OBJECTIVE –
Pull out the lines of the listing starting at its beginning and ending at the line containing "x=827, y=420", both included, and reproduce them character for character. Leave the pictures out of your answer.

Entries from a point annotation set –
--------------------

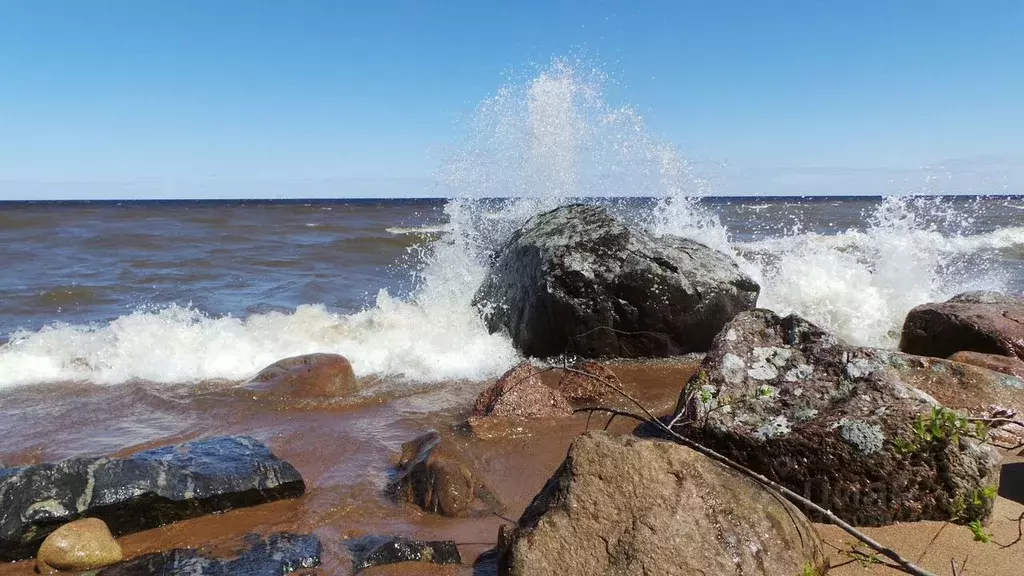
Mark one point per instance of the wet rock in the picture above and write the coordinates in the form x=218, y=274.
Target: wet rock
x=1004, y=364
x=629, y=506
x=485, y=427
x=519, y=393
x=380, y=550
x=584, y=382
x=141, y=491
x=430, y=475
x=577, y=280
x=83, y=544
x=985, y=322
x=279, y=553
x=311, y=375
x=840, y=424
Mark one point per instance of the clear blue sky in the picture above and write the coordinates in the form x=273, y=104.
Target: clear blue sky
x=253, y=97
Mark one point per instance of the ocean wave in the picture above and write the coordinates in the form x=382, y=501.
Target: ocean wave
x=181, y=344
x=424, y=230
x=543, y=144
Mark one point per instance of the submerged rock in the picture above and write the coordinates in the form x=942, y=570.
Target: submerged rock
x=621, y=505
x=311, y=375
x=584, y=382
x=430, y=475
x=837, y=423
x=985, y=322
x=380, y=550
x=279, y=553
x=142, y=491
x=577, y=280
x=520, y=394
x=83, y=544
x=996, y=363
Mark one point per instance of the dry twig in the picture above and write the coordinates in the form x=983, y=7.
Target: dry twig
x=892, y=554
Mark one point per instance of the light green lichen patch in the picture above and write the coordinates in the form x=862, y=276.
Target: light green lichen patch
x=777, y=426
x=733, y=369
x=859, y=368
x=805, y=414
x=766, y=393
x=867, y=439
x=801, y=372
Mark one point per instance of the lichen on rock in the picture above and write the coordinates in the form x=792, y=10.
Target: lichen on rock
x=827, y=420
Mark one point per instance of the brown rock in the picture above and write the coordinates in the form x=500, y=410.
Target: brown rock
x=1005, y=364
x=83, y=544
x=519, y=393
x=311, y=375
x=623, y=506
x=836, y=422
x=430, y=475
x=985, y=322
x=486, y=427
x=583, y=383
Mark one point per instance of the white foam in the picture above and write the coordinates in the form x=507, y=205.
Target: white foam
x=542, y=142
x=181, y=344
x=861, y=284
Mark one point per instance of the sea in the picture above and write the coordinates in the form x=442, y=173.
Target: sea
x=184, y=291
x=176, y=291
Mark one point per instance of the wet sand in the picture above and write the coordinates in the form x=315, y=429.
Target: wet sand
x=343, y=450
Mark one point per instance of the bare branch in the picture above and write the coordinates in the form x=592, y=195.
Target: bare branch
x=892, y=554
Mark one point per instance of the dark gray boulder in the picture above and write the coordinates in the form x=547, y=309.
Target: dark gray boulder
x=577, y=280
x=983, y=322
x=141, y=491
x=279, y=553
x=381, y=550
x=837, y=423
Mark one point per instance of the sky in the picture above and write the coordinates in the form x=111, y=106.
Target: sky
x=226, y=98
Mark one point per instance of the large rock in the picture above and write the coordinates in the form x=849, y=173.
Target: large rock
x=994, y=362
x=83, y=544
x=984, y=322
x=430, y=475
x=623, y=506
x=520, y=394
x=837, y=423
x=588, y=381
x=382, y=550
x=311, y=375
x=577, y=280
x=139, y=492
x=279, y=553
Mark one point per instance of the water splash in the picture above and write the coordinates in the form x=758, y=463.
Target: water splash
x=538, y=144
x=861, y=283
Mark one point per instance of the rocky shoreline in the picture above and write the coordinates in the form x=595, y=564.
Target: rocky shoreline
x=883, y=439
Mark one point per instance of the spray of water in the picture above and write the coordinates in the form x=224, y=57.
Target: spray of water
x=537, y=144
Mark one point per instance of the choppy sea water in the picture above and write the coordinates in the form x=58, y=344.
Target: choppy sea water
x=109, y=292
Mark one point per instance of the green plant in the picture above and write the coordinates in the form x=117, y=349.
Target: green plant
x=974, y=505
x=979, y=532
x=940, y=425
x=809, y=570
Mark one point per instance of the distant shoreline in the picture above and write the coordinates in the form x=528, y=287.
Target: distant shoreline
x=430, y=200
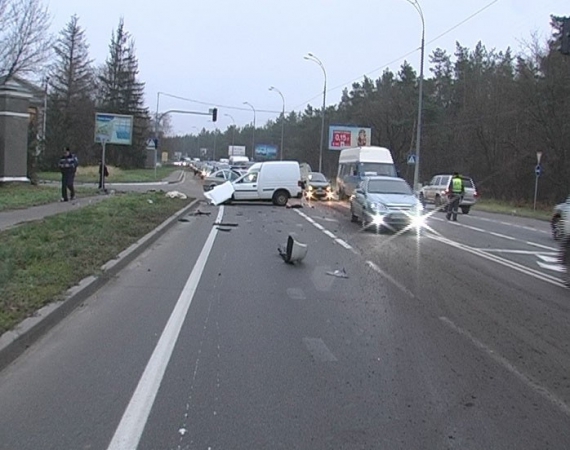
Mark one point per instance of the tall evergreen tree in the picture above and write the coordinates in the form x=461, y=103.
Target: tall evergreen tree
x=71, y=97
x=122, y=93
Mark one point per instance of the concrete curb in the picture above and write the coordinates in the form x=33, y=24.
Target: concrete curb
x=14, y=342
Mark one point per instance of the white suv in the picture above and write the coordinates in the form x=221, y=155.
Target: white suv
x=436, y=192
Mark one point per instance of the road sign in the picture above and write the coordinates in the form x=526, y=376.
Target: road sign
x=151, y=144
x=113, y=128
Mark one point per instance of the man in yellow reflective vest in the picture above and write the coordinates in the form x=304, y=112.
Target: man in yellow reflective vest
x=455, y=191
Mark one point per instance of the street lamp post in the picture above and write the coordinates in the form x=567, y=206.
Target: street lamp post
x=253, y=138
x=273, y=88
x=418, y=8
x=313, y=58
x=233, y=131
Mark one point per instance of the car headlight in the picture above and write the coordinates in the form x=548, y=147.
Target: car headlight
x=378, y=207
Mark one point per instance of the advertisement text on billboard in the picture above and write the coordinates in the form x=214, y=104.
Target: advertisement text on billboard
x=345, y=136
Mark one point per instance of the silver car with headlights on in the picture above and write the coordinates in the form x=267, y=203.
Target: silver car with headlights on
x=386, y=203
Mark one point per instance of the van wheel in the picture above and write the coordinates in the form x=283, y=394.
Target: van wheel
x=280, y=198
x=438, y=203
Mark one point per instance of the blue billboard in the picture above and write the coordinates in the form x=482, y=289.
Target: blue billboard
x=264, y=152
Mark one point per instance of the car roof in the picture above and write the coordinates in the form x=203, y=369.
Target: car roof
x=383, y=177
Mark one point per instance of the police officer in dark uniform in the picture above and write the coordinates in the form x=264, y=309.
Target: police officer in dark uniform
x=455, y=190
x=67, y=165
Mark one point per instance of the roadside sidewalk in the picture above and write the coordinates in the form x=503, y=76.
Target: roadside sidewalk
x=13, y=343
x=11, y=218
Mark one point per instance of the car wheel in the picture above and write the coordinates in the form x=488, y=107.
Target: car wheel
x=438, y=203
x=280, y=198
x=422, y=199
x=556, y=227
x=353, y=217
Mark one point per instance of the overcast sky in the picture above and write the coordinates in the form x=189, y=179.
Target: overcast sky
x=227, y=52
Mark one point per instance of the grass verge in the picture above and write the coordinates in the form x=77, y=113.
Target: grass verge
x=17, y=196
x=39, y=261
x=90, y=174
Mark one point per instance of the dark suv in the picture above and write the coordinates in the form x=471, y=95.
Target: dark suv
x=436, y=192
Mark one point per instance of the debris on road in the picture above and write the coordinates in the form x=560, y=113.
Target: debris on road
x=176, y=194
x=338, y=273
x=294, y=251
x=220, y=194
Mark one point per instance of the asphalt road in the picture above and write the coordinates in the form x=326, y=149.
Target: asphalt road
x=456, y=338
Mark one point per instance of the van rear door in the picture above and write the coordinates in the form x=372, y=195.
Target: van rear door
x=246, y=186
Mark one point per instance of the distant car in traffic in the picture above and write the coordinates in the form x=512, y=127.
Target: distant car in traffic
x=317, y=186
x=386, y=202
x=435, y=192
x=219, y=177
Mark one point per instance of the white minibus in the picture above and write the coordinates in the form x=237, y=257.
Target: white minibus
x=356, y=163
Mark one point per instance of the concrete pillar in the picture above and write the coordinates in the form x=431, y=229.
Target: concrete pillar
x=14, y=121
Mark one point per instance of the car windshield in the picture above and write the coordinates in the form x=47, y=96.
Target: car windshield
x=378, y=169
x=317, y=176
x=389, y=187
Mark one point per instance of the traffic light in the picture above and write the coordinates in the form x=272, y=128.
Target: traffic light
x=565, y=39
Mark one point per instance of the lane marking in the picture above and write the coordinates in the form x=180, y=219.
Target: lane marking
x=131, y=427
x=343, y=243
x=502, y=361
x=554, y=267
x=515, y=252
x=396, y=283
x=511, y=264
x=319, y=350
x=504, y=236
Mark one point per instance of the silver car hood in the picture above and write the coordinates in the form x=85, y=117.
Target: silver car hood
x=394, y=200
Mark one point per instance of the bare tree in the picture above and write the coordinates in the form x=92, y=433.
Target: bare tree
x=25, y=42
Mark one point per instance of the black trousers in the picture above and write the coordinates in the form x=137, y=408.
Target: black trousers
x=67, y=180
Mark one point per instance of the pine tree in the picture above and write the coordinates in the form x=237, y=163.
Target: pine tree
x=122, y=93
x=71, y=97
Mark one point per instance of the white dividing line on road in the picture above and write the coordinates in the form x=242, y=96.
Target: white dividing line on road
x=327, y=232
x=396, y=283
x=511, y=264
x=130, y=429
x=502, y=361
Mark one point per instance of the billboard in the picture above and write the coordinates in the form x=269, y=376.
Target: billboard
x=236, y=150
x=113, y=128
x=265, y=152
x=346, y=136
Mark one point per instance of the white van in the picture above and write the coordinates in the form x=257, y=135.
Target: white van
x=235, y=160
x=356, y=163
x=275, y=181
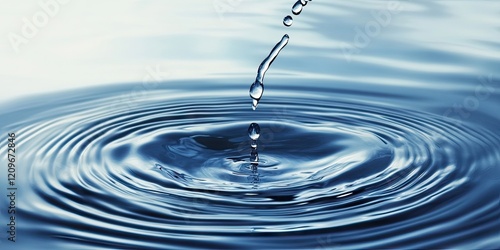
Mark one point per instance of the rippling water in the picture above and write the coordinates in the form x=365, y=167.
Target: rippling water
x=399, y=148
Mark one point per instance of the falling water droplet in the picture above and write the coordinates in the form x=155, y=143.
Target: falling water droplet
x=257, y=87
x=254, y=131
x=287, y=21
x=254, y=156
x=297, y=7
x=256, y=91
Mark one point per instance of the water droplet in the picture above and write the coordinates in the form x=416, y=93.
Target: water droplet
x=257, y=87
x=287, y=21
x=256, y=90
x=254, y=131
x=254, y=156
x=254, y=104
x=297, y=7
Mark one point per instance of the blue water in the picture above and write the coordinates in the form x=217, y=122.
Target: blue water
x=395, y=145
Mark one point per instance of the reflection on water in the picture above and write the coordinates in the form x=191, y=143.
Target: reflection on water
x=395, y=145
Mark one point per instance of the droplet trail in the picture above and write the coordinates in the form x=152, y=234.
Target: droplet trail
x=288, y=21
x=257, y=88
x=254, y=131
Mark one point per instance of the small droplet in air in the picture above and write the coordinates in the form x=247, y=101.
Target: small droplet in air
x=254, y=131
x=297, y=7
x=254, y=156
x=256, y=91
x=287, y=21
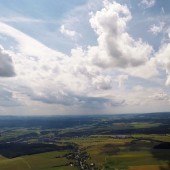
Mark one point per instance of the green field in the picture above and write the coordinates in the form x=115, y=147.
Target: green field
x=47, y=161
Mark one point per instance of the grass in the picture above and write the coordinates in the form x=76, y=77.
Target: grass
x=44, y=161
x=139, y=125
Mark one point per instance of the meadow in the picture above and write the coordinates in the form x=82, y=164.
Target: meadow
x=125, y=142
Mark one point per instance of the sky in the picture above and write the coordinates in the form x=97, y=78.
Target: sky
x=82, y=57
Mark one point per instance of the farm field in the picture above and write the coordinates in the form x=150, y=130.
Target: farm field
x=127, y=142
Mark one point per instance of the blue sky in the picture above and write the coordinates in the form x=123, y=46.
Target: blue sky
x=84, y=57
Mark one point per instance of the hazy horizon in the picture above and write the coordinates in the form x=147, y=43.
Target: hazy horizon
x=88, y=57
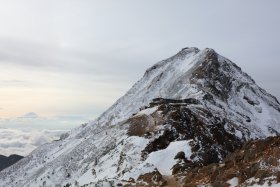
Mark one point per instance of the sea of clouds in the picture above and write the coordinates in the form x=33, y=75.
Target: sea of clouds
x=22, y=142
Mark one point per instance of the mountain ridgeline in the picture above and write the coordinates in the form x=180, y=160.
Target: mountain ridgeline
x=192, y=110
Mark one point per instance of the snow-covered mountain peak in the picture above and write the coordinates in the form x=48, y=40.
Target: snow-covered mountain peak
x=196, y=103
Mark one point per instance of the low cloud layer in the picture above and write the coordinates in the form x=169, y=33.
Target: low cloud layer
x=22, y=142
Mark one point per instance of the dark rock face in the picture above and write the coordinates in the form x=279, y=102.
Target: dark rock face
x=8, y=161
x=184, y=120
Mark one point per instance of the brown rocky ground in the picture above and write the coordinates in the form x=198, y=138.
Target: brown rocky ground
x=257, y=162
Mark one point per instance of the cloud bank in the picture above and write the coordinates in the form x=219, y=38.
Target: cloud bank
x=22, y=142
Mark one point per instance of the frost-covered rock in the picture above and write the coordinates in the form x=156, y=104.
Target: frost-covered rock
x=196, y=102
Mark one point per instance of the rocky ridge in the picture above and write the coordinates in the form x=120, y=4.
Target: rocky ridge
x=189, y=111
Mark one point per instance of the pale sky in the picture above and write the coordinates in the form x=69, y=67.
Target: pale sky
x=69, y=60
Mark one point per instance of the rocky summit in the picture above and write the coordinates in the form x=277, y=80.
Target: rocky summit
x=194, y=119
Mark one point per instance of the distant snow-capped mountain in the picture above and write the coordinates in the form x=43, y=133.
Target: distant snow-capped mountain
x=190, y=110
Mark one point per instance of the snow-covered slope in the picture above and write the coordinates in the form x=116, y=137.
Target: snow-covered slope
x=196, y=102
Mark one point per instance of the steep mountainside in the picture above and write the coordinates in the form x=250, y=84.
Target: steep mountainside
x=196, y=105
x=8, y=161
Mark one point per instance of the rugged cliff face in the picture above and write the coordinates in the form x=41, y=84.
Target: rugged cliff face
x=189, y=111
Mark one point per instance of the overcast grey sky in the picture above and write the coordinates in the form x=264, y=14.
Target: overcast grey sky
x=69, y=60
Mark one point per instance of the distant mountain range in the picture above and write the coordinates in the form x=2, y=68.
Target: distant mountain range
x=8, y=161
x=191, y=120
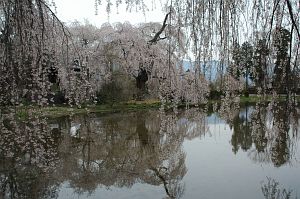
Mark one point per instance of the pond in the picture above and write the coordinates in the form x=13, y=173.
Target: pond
x=221, y=152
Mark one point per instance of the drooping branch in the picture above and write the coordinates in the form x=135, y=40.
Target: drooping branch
x=292, y=17
x=157, y=37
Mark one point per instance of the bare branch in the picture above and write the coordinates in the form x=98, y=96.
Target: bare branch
x=292, y=17
x=157, y=35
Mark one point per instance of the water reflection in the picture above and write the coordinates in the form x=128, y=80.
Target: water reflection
x=119, y=150
x=269, y=132
x=272, y=190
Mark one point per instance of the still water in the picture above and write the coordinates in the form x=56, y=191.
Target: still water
x=230, y=153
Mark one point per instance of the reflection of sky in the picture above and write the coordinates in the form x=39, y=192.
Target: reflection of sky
x=213, y=171
x=137, y=191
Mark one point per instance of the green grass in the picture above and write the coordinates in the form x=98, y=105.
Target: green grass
x=64, y=110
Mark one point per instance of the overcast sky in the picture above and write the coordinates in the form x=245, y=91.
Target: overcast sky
x=71, y=10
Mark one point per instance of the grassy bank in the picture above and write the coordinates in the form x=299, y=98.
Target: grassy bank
x=64, y=110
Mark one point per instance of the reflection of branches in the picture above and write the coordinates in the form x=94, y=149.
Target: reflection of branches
x=271, y=190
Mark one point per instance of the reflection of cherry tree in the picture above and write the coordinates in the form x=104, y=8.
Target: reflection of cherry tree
x=120, y=151
x=28, y=156
x=271, y=128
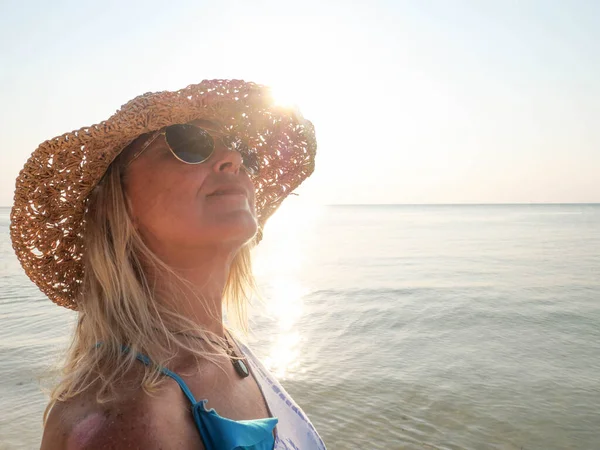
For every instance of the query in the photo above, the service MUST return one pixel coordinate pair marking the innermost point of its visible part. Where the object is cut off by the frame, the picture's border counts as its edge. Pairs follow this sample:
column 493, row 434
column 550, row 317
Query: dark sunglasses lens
column 190, row 143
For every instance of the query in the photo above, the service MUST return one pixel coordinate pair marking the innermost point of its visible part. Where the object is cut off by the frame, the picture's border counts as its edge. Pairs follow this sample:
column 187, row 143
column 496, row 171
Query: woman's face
column 185, row 206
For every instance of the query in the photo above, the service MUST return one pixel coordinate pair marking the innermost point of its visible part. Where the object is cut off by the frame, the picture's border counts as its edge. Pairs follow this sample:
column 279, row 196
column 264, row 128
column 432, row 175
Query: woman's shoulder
column 135, row 420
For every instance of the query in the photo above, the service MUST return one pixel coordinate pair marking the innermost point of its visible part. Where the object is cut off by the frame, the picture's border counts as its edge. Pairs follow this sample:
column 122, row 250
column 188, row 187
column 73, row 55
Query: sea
column 392, row 326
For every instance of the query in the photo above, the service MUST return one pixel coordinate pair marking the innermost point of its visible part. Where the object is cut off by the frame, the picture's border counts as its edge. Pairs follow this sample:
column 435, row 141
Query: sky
column 412, row 101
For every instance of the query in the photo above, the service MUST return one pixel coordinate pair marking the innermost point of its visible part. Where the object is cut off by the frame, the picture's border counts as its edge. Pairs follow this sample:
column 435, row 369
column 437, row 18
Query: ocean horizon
column 398, row 326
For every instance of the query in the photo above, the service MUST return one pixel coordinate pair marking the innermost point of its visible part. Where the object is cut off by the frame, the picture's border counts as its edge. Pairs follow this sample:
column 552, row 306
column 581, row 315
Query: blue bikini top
column 220, row 433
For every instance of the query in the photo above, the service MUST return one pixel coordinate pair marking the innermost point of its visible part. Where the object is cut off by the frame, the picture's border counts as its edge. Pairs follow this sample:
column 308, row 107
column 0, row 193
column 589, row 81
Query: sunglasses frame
column 163, row 132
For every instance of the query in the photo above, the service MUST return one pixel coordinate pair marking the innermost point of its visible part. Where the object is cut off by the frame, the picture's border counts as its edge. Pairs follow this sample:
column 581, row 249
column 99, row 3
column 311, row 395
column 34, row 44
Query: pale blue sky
column 413, row 101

--------------------

THE RESULT –
Mark one point per instance of the wet rock in the picture above and write the coordinates in the form x=218, y=274.
Target: wet rock
x=1004, y=364
x=629, y=506
x=485, y=427
x=519, y=393
x=380, y=550
x=584, y=382
x=141, y=491
x=430, y=475
x=577, y=280
x=83, y=544
x=985, y=322
x=279, y=553
x=311, y=375
x=840, y=424
Mark one point per instance of the clear blue sky in the picture above and write the coordinates in the form x=273, y=104.
Target: clear blue sky
x=253, y=97
Mark one point per instance of the ocean wave in the picture above and write the coordinates in the form x=382, y=501.
Target: ocean wave
x=181, y=344
x=424, y=230
x=543, y=144
Mark one point per instance of the submerged rock in the picture above and write the coordinates in the form x=942, y=570.
Target: submerged rock
x=621, y=505
x=311, y=375
x=584, y=382
x=430, y=475
x=837, y=423
x=985, y=322
x=380, y=550
x=279, y=553
x=142, y=491
x=577, y=280
x=520, y=394
x=83, y=544
x=996, y=363
Mark one point per instance of the dry twig in the picture above and write the coordinates in the form x=983, y=7.
Target: dry twig
x=892, y=554
Mark one point per instance of the light green lichen patch in the picture above and write the coordinates in the form x=862, y=276.
Target: light green lichen patch
x=777, y=426
x=733, y=369
x=859, y=368
x=805, y=414
x=766, y=393
x=867, y=439
x=801, y=372
Mark one point per instance of the lichen on rock in the picture above and write the coordinates in the form x=792, y=10.
Target: lichen on rock
x=827, y=420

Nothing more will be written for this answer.